- **AUFGABE A**
Beantworte diese Fragen zum Text über den Esports World Cup:
(i) In welcher Stadt findet der Esports World Cup statt?
(ii) Welches Unternehmen hat Ralf Reichert gegründet?
(iii) Wie viel Geld können die Spieler dort insgesamt erspielen?

- **VORLIEGENDER TEXT**
───
Beim Esports World Cup in Riad treten Tausende Profis in Spielen wie "Fortnite" oder "FC24" gegeneinander an. Zuschauen sollen Millionen, vor Ort und im Stream. Organisiert wird das Spektakel von Ralf Reichert. Der Gründer des E-Sport-Unternehmens ESL gilt als einer der Väter des professionellen Computerspielens. Wir treffen ihn in seiner alten Wirkungsstätte, dem ESL-Headquarter in Köln-Mülheim.

ZEIT ONLINE: Herr Reichert, beim Esports World Cup können professionelle Videospieler insgesamt über 60 Millionen US-Dollar erzocken. Wo kommt die Kohle her?
───
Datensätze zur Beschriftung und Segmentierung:
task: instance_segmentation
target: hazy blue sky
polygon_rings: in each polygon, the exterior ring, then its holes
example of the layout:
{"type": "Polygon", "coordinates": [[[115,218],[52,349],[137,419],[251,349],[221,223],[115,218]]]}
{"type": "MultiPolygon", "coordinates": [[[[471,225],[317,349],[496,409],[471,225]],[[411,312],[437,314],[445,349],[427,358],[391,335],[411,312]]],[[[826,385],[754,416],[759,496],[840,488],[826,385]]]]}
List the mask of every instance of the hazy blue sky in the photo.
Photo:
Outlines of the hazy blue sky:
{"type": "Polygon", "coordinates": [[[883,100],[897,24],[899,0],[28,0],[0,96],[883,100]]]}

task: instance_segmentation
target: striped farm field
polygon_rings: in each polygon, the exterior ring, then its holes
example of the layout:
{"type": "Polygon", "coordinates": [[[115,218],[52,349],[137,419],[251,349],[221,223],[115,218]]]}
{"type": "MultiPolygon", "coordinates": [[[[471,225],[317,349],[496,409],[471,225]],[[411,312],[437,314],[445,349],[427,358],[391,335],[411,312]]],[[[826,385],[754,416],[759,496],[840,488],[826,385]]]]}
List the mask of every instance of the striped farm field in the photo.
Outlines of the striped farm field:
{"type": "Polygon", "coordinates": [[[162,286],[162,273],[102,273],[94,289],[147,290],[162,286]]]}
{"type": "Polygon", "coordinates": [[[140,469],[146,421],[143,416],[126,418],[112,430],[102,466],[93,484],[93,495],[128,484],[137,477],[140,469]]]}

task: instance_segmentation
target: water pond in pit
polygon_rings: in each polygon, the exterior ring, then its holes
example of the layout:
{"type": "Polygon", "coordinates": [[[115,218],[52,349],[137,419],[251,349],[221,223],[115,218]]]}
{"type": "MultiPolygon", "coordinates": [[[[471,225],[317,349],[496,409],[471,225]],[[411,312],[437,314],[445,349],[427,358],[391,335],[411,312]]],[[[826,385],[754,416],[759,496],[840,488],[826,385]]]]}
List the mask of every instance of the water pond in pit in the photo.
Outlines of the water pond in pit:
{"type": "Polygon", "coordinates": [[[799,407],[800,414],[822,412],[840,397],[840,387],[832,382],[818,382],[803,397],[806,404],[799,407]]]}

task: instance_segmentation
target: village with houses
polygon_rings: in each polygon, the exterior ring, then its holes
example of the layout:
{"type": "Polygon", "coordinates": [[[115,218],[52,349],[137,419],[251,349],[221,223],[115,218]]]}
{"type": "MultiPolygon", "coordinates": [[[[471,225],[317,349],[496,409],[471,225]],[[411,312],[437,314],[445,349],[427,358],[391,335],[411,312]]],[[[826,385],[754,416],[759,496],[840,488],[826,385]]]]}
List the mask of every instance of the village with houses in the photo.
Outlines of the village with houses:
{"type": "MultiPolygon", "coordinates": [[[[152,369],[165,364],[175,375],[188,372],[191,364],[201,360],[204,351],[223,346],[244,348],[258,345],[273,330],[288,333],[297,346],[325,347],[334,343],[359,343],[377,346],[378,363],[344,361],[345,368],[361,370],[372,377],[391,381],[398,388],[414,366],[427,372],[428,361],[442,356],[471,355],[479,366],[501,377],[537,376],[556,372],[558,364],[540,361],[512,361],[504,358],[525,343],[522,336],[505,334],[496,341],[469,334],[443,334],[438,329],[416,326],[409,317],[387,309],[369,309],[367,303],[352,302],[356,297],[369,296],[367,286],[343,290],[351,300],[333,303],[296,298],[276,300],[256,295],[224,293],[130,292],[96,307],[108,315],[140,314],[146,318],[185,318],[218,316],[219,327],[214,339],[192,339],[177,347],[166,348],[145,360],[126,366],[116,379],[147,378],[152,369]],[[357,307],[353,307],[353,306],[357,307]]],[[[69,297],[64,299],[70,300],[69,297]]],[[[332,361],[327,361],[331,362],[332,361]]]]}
───
- **AUFGABE B**
Such in der Auflistung alle Zeilen, in denen das Wort "hazy" vorkommt, und schreib sie ab. Achte dabei auf Groß- und Kleinschreibung.

- **ANTWORT A**
(i) In Riad.
(ii) Das E-Sport-Unternehmen ESL.
(iii) Über 60 Millionen US-Dollar.

- **ANTWORT B**
target: hazy blue sky
List the mask of every instance of the hazy blue sky in the photo.
Outlines of the hazy blue sky:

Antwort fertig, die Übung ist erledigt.